▸ Trecho para leitura
Partidos de centro agem para ampliar controle de órgãos do governo com orçamento de R$ 8,4 bilhões
A estratégia para inflar as pastas comandadas por partidos aliados conta até mesmo com o lobby de ministros
Com mais de 150 emendas apresentadas, parlamentares de partidos da base vão usar a Medida Provisória que reorganizou a Esplanada dos Ministérios para tentar ampliar seu controle sobre órgãos do governo. O plano é transferir estatais, diretorias e autarquias — ou suas funções — para pastas comandadas pelas siglas. Somadas, as estruturas cobiçadas pelo grupo concentram orçamento de R$ 8,4 bilhões neste ano. Na prática, caso as mudanças sejam aprovadas, nomes indicados pelo União Brasil, PSD e MDB poderão ter a chave do cofre para direcionar esses recursos, além de mais cargos disponíveis para distribuir entre seus apadrinhados.
Após um impasse entre os presidentes da Câmara, Arthur Lira (PP-AL), e do Senado, Rodrigo Pacheco (PSD-MG), a comissão mista que vai analisar a MP da reestruturação do governo foi instalada na terça-feira. Os principais postos do colegiado ficaram justamente com parlamentares de partidos que reivindicam mais espaço na máquina pública. O presidente do grupo é o senador Davi Alcolumbre (União-AP), o relator é o deputado Isnaldo Bulhões (MDB-AL), e o vice-presidente é o deputado Marco Bertaiolli (PSD-SP).

▸ Pedido A
Liste todas as pessoas citadas pelo nome na reportagem sobre a MP da reestruturação do governo.
▸ Pedido B
Segundo a reportagem sobre a MP da reestruturação do governo, quem é o relator da comissão mista?
▸ Pedido C
Prossiga a reportagem sobre a MP da reestruturação do governo a partir do ponto em que ela para.

▸ Dados guardados
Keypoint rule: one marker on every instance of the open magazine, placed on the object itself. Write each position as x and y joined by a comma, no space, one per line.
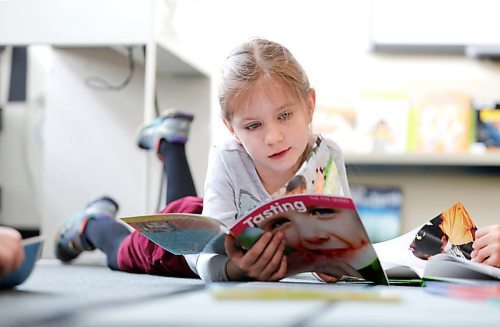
437,250
323,234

▸ Resultado A
Arthur Lira
Rodrigo Pacheco
Davi Alcolumbre
Isnaldo Bulhões
Marco Bertaiolli

▸ Resultado B
O deputado Isnaldo Bulhões (MDB-AL).

▸ Resultado C
Lobby do ministro
A estratégia para inflar as pastas comandadas por partidos aliados conta até mesmo com o lobby de ministros. Renan Filho, titular dos Transportes, por exemplo, articulou com o líder do seu partido no Senado, Eduardo Braga (MDB-AM), uma emenda para retirar a execução de políticas do setor de hidrovias da alçada do ministro de Portos e Aeroportos, Márcio França (PSB), e passar para seu guarda-chuva. A área tem orçamento previsto de R$ 1 bilhão apenas em 2023.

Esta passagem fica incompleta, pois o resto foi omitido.